**TASK DETAILS**:
Identify the line in which "locate green grass" appears, then reproduce that line and all remaining lines of the records word for word.

**Stored data entries**:
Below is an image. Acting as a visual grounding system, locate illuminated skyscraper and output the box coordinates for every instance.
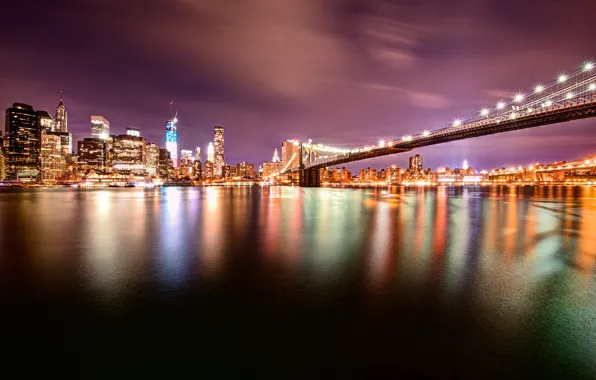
[4,103,41,182]
[213,126,224,177]
[91,115,110,140]
[462,159,469,170]
[146,143,160,175]
[207,141,214,163]
[165,117,178,167]
[409,154,423,172]
[272,148,281,163]
[37,111,55,132]
[55,93,67,133]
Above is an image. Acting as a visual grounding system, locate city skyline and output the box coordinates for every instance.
[2,1,595,170]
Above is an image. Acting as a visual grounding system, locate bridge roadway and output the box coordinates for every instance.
[302,94,596,172]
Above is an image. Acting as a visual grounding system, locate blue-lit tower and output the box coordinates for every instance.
[165,115,178,167]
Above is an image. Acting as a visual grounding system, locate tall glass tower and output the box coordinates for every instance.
[213,126,224,177]
[165,117,178,167]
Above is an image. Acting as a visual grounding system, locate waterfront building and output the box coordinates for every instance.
[0,136,5,180]
[165,117,178,167]
[78,138,106,172]
[236,162,255,178]
[213,126,224,177]
[193,159,202,180]
[40,133,63,183]
[359,167,377,181]
[263,161,282,177]
[90,115,110,140]
[281,139,299,170]
[54,93,67,133]
[222,163,231,179]
[109,134,146,174]
[146,143,160,175]
[4,103,41,182]
[195,147,201,165]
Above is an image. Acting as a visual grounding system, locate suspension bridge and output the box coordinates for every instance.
[275,61,596,186]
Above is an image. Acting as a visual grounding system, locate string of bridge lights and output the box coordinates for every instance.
[298,61,595,161]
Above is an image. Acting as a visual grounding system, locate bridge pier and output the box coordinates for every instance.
[299,168,321,187]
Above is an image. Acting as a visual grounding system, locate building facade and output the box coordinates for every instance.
[409,154,423,172]
[158,148,171,178]
[165,118,178,167]
[78,138,106,172]
[126,127,140,137]
[203,160,214,180]
[213,126,224,178]
[237,162,255,178]
[109,134,146,174]
[180,149,193,177]
[91,115,110,140]
[146,143,160,175]
[54,94,67,133]
[263,161,282,177]
[40,133,63,183]
[4,103,41,182]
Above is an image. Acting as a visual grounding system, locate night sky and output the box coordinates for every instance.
[1,0,595,170]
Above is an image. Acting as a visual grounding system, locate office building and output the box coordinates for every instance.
[146,143,160,175]
[158,148,171,178]
[203,160,214,180]
[0,136,5,180]
[37,111,55,132]
[180,149,193,177]
[78,138,106,172]
[109,134,146,174]
[4,103,41,182]
[237,162,255,178]
[126,127,140,137]
[263,161,282,177]
[54,93,67,133]
[409,154,423,172]
[193,159,202,180]
[91,115,110,140]
[40,133,63,183]
[222,163,231,179]
[282,139,299,170]
[213,126,224,177]
[207,141,214,162]
[359,167,377,181]
[165,117,178,167]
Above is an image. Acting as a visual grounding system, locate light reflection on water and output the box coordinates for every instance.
[0,186,595,377]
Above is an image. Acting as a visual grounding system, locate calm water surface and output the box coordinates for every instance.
[1,186,595,378]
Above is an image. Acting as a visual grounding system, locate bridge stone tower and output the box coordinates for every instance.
[299,143,321,187]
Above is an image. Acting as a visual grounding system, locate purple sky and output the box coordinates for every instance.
[1,0,595,171]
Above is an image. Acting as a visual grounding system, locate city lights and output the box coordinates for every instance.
[422,130,430,137]
[378,139,385,147]
[514,93,524,102]
[584,62,594,71]
[534,85,544,93]
[558,74,567,83]
[566,92,574,99]
[496,102,505,109]
[452,119,461,127]
[590,83,596,91]
[480,108,489,116]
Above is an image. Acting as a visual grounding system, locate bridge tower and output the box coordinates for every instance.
[298,143,321,187]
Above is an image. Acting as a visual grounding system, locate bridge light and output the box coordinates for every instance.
[527,108,533,113]
[584,62,594,71]
[422,130,430,137]
[514,93,524,103]
[387,141,394,147]
[452,119,461,127]
[589,83,596,91]
[545,100,553,107]
[558,74,567,83]
[534,85,544,93]
[510,113,517,119]
[480,108,489,116]
[378,139,385,147]
[566,92,574,99]
[496,102,505,110]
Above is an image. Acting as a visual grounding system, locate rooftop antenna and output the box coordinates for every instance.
[170,101,178,123]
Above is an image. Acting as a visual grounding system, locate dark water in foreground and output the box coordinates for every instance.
[1,186,595,378]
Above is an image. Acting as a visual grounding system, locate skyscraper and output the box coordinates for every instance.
[4,103,41,182]
[165,117,178,167]
[55,93,67,133]
[78,138,106,172]
[146,143,160,175]
[409,154,423,172]
[126,127,140,137]
[207,141,214,162]
[272,148,281,163]
[91,115,110,140]
[213,126,224,177]
[37,111,55,132]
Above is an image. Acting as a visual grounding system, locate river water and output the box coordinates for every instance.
[0,186,595,378]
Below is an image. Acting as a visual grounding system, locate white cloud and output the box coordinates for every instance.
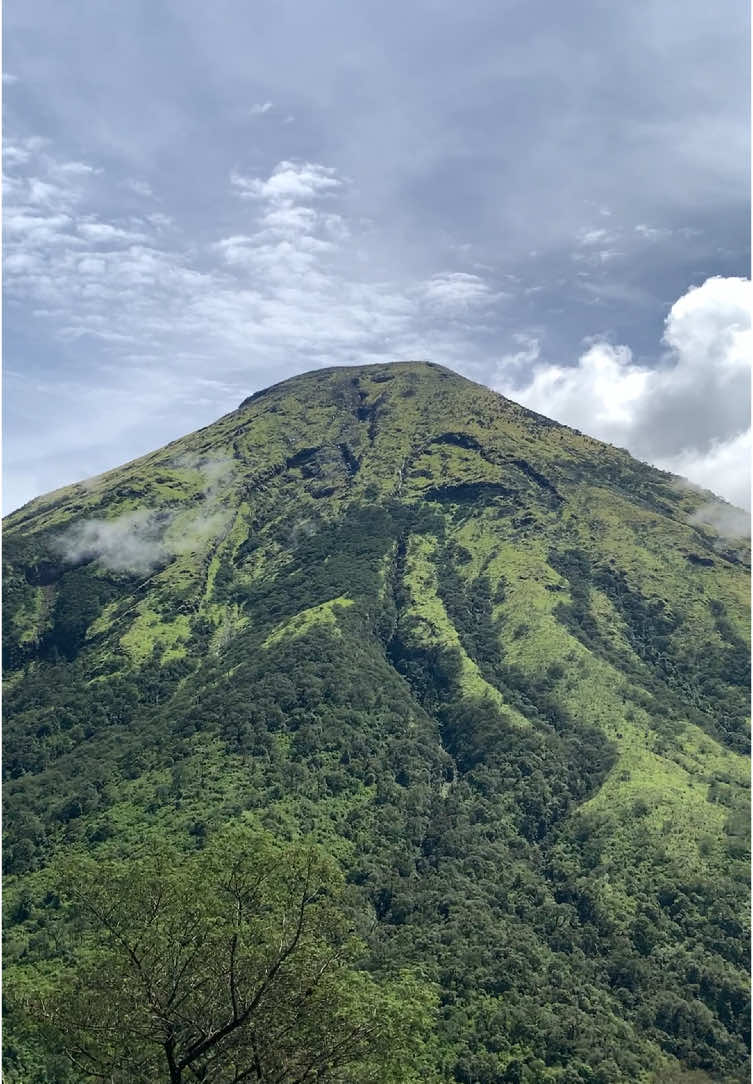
[579,228,611,246]
[496,276,752,508]
[663,275,750,378]
[634,223,671,241]
[77,256,107,276]
[3,211,77,248]
[664,431,751,514]
[26,178,67,206]
[572,225,623,269]
[573,247,623,267]
[77,221,147,243]
[500,333,541,372]
[54,161,99,176]
[53,509,171,573]
[231,161,342,202]
[146,212,173,229]
[4,251,44,274]
[687,487,751,539]
[258,203,319,235]
[51,455,238,571]
[497,340,649,435]
[420,271,503,311]
[4,145,32,166]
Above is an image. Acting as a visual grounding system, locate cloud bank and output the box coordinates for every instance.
[496,276,751,509]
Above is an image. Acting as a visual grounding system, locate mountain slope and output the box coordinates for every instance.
[3,361,750,1083]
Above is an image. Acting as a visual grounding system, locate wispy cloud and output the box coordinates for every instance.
[687,492,750,539]
[53,509,172,574]
[634,224,672,242]
[419,272,504,312]
[497,333,541,374]
[122,178,154,198]
[77,221,148,243]
[578,228,612,247]
[52,454,239,573]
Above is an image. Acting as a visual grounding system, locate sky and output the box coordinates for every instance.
[3,0,750,514]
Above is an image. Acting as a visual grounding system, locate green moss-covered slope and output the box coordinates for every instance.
[3,361,750,1083]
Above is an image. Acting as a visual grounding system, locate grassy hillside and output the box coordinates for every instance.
[3,362,750,1082]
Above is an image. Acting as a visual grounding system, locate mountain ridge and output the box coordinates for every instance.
[7,360,748,530]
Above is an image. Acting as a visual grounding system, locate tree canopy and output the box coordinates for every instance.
[9,826,438,1084]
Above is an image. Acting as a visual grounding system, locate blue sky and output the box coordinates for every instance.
[3,0,750,512]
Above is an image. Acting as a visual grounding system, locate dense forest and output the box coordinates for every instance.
[3,362,750,1082]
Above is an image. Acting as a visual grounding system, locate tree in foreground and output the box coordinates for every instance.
[12,826,438,1083]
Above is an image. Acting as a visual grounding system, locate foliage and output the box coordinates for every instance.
[7,826,438,1084]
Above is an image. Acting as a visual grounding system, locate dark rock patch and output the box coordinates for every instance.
[686,553,714,567]
[286,447,320,472]
[338,443,361,476]
[431,432,485,453]
[511,458,563,502]
[25,560,66,587]
[424,482,515,504]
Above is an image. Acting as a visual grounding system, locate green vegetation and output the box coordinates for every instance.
[3,362,750,1082]
[6,826,436,1083]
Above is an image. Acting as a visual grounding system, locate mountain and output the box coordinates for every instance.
[3,361,750,1083]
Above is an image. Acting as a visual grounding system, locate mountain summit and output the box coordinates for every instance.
[4,362,750,1082]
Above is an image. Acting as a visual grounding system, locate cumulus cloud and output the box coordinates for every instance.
[230,161,341,203]
[497,340,649,438]
[496,276,751,508]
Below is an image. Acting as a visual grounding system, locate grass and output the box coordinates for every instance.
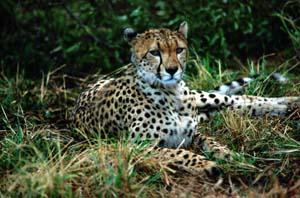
[1,56,300,197]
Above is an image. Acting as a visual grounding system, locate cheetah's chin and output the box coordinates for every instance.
[161,78,180,86]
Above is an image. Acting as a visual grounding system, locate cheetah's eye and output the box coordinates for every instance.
[176,48,185,54]
[149,50,161,57]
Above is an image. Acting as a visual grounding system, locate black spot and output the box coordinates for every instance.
[162,129,168,134]
[132,123,136,128]
[137,109,141,114]
[146,133,151,138]
[185,159,191,166]
[183,154,189,159]
[214,98,220,104]
[118,97,122,103]
[118,108,123,114]
[158,139,165,147]
[201,98,207,103]
[104,113,109,119]
[209,94,216,98]
[236,78,245,84]
[190,159,197,166]
[131,133,135,139]
[145,112,150,118]
[183,129,188,135]
[252,109,256,116]
[188,129,193,137]
[224,96,228,102]
[159,100,165,105]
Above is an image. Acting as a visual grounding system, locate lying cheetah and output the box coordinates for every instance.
[72,22,300,175]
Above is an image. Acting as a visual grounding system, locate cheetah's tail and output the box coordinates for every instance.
[210,73,288,95]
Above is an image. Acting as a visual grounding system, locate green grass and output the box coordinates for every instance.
[1,56,300,197]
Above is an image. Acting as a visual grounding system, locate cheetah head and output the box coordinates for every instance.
[124,22,188,86]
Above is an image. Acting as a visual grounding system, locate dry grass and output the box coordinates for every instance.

**ANSWER SECTION**:
Above is an image. Acting as a visual grounding system, locate green grass and output the box coordinates for every instance.
[1,56,300,197]
Above is an image. Acting as a visual grounding system, locate cheetah head and output the box coordinates for every instance.
[124,22,188,86]
Above is an image. Acting as a visual grounding system, locate dry grass and output the box coordinates for every instance.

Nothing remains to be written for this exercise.